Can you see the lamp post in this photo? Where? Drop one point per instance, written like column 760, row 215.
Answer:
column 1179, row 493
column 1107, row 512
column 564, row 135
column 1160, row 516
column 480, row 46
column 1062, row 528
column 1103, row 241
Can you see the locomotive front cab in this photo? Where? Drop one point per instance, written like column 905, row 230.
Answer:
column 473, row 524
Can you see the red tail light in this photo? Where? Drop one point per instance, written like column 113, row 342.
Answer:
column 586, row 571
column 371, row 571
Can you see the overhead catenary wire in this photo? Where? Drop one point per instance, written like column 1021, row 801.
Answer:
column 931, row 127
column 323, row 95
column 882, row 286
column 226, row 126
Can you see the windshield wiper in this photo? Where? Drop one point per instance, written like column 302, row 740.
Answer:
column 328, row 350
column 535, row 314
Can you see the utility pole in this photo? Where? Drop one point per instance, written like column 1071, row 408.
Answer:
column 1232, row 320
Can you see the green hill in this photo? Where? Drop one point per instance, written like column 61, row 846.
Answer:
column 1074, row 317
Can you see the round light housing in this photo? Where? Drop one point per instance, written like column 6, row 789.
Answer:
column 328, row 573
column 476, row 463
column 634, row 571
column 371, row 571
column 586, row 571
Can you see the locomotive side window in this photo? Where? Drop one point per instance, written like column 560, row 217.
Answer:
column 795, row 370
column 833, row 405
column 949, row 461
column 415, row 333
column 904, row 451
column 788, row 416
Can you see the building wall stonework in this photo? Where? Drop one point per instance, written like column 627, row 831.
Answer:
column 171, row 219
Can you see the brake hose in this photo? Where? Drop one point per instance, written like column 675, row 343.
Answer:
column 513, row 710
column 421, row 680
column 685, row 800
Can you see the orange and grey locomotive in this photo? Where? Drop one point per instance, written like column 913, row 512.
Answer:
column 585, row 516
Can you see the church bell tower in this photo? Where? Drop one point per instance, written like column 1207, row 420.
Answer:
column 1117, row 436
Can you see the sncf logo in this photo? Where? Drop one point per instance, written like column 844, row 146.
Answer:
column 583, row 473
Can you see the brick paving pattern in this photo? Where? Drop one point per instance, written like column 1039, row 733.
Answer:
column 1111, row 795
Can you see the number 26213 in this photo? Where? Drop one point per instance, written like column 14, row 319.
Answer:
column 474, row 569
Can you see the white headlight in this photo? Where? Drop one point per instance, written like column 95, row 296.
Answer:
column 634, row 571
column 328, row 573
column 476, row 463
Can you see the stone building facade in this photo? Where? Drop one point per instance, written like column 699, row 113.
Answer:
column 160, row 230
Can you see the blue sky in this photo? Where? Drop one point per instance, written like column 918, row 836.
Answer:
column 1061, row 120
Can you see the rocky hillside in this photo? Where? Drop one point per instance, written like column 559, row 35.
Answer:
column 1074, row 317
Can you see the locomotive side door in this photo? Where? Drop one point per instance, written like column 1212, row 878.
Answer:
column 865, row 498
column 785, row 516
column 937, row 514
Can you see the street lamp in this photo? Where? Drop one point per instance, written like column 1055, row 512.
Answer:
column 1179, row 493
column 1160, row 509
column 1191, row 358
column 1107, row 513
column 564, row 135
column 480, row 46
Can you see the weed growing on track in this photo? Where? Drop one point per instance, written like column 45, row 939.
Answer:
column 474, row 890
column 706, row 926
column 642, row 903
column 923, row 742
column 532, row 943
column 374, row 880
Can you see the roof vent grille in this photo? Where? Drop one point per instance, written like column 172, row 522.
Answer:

*Exercise brief:*
Rewrite all the records above as a numbered list, omitting any blank lines.

*Expected output:*
1. Can you see the lamp post in this photo? Where? Drop one point per instance, written like column 760, row 215.
2. Answer:
3. column 1179, row 493
4. column 1107, row 512
5. column 564, row 135
6. column 1160, row 516
7. column 480, row 46
8. column 1062, row 528
9. column 1103, row 241
10. Can you see the locomotive front cab in this photo? Where? Drop one point per instance, written like column 905, row 230.
11. Answer:
12. column 473, row 524
13. Can you see the red tail light in this photo? Where? Drop one point per instance, written like column 113, row 342.
14. Answer:
15. column 586, row 571
16. column 371, row 571
17. Can you see the overhead catenary wire in this photo? Where? Drop one point per instance, written like column 1021, row 801.
18. Answer:
19. column 931, row 127
20. column 323, row 95
21. column 882, row 286
22. column 226, row 126
23. Can you see the windshield wiper in this photo? Where? Drop one point per instance, written like column 302, row 740.
24. Answer:
25. column 328, row 350
26. column 535, row 314
27. Can you see the utility pole in this photo? Where? Drop one point per instance, written like column 1071, row 408.
28. Answer:
29. column 1232, row 320
30. Can you see the green hill in this photo? Where? Drop one point per instance, written like column 61, row 846.
31. Answer:
32. column 1074, row 317
33. Can you see the round light housing in this photo? Where? Drop one point per instance, written like column 6, row 789.
34. Answer:
35. column 328, row 573
36. column 476, row 463
37. column 634, row 571
38. column 371, row 571
39. column 586, row 571
40. Can you see the locomotive side window in this photo? Where? Drop one point per instance, written like column 560, row 217.
41. Answer:
42. column 795, row 370
43. column 833, row 405
44. column 949, row 461
45. column 415, row 333
46. column 904, row 451
47. column 788, row 416
48. Can you see the building wall stonework in this photo? Where? Drop one point per instance, written like column 627, row 831.
49. Answer:
50. column 171, row 219
51. Can you see the brake hose in this photo? Where? Drop one point per instance, written like column 675, row 343.
52. Answer:
53. column 513, row 710
54. column 421, row 680
55. column 685, row 800
56. Can you see the orange and grey locomotive in this photo? Where? Drop one point per instance, written like column 913, row 512.
57. Answer:
58. column 585, row 516
59. Can you see the church bell tower in this photo? Where? Drop one point per instance, written like column 1207, row 420.
60. Answer:
61. column 1117, row 436
62. Can you see the sncf logo in this photo? Where? Drop one point per instance, written like column 844, row 146.
63. Answer:
64. column 583, row 473
65. Can you see the brick paving pattern in this photo? Where? Drop one point per instance, written like column 1039, row 733.
66. Answer:
67. column 1111, row 795
68. Can you see the number 26213 in this photo? Where? Drop one point per instance, written like column 14, row 319.
69. Answer:
70. column 474, row 569
71. Can you see the white headlight in this photo? Where? Drop one point per instance, written like column 95, row 296.
72. Answer:
73. column 634, row 571
74. column 328, row 573
75. column 476, row 463
76. Can you see the stone building facade in this photo? Where? Drop one point per instance, written like column 699, row 113.
77. Answer:
78. column 160, row 230
79. Can you see the blue sky in this photo? Where? Drop one point per instance, written like column 918, row 836.
80. Answer:
81. column 1061, row 120
82. Can you see the rocky hillside in this photo? Where? Drop one point per instance, written like column 559, row 35.
83. Answer:
84. column 1074, row 317
85. Can you see the locomotive side door in this photo? Where? Drop one point per instance, written like column 1212, row 878.
86. Answer:
87. column 865, row 498
88. column 785, row 516
89. column 937, row 514
90. Can you see the street lamp in this photo? Where? Drop one point per instance, written like column 1055, row 512.
91. Answer:
92. column 1179, row 493
93. column 1160, row 509
94. column 1191, row 358
95. column 1107, row 513
96. column 564, row 135
97. column 480, row 46
98. Can you see the weed growing on track in this photo? Where? Drop one point per instance, written like column 45, row 939.
99. Answer:
100. column 474, row 890
101. column 706, row 926
102. column 642, row 903
103. column 923, row 742
104. column 532, row 943
105. column 374, row 880
106. Can you see the roof vent grille in this photo? Where? Drop one point per instance, written like column 172, row 522.
107. Answer:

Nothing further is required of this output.